------ Dati di partenza ------

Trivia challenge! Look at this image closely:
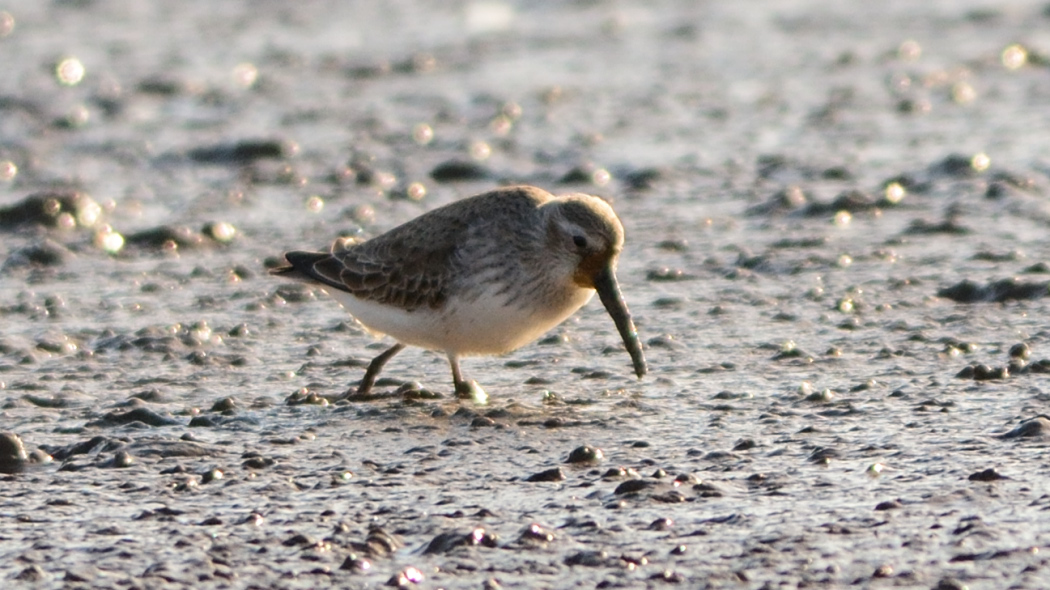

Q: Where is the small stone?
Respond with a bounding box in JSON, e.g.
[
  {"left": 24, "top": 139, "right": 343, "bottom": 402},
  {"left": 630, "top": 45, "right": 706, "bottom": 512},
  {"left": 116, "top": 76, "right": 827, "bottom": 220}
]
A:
[
  {"left": 518, "top": 523, "right": 554, "bottom": 545},
  {"left": 875, "top": 500, "right": 904, "bottom": 510},
  {"left": 208, "top": 397, "right": 237, "bottom": 412},
  {"left": 612, "top": 480, "right": 656, "bottom": 496},
  {"left": 1010, "top": 342, "right": 1032, "bottom": 360},
  {"left": 966, "top": 467, "right": 1010, "bottom": 482},
  {"left": 1002, "top": 416, "right": 1050, "bottom": 439},
  {"left": 0, "top": 433, "right": 29, "bottom": 473},
  {"left": 525, "top": 467, "right": 565, "bottom": 482},
  {"left": 565, "top": 445, "right": 605, "bottom": 464},
  {"left": 872, "top": 564, "right": 894, "bottom": 577}
]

------

* Obiettivo dell'esercizio
Ricopia integralmente i dati riportati sopra, riga per riga e senza alcuna modifica, omettendo le immagini.

* Risposta completa
Trivia challenge! Look at this image closely:

Q: Where is the small stone?
Respond with a bounding box in JSON, e.g.
[
  {"left": 24, "top": 139, "right": 343, "bottom": 402},
  {"left": 630, "top": 45, "right": 706, "bottom": 512},
  {"left": 116, "top": 76, "right": 827, "bottom": 220}
]
A:
[
  {"left": 518, "top": 523, "right": 554, "bottom": 545},
  {"left": 875, "top": 500, "right": 904, "bottom": 510},
  {"left": 208, "top": 397, "right": 237, "bottom": 412},
  {"left": 612, "top": 480, "right": 656, "bottom": 496},
  {"left": 1010, "top": 342, "right": 1032, "bottom": 360},
  {"left": 966, "top": 467, "right": 1010, "bottom": 482},
  {"left": 1002, "top": 416, "right": 1050, "bottom": 439},
  {"left": 0, "top": 433, "right": 29, "bottom": 473},
  {"left": 525, "top": 467, "right": 565, "bottom": 482},
  {"left": 565, "top": 445, "right": 605, "bottom": 464},
  {"left": 872, "top": 564, "right": 894, "bottom": 577}
]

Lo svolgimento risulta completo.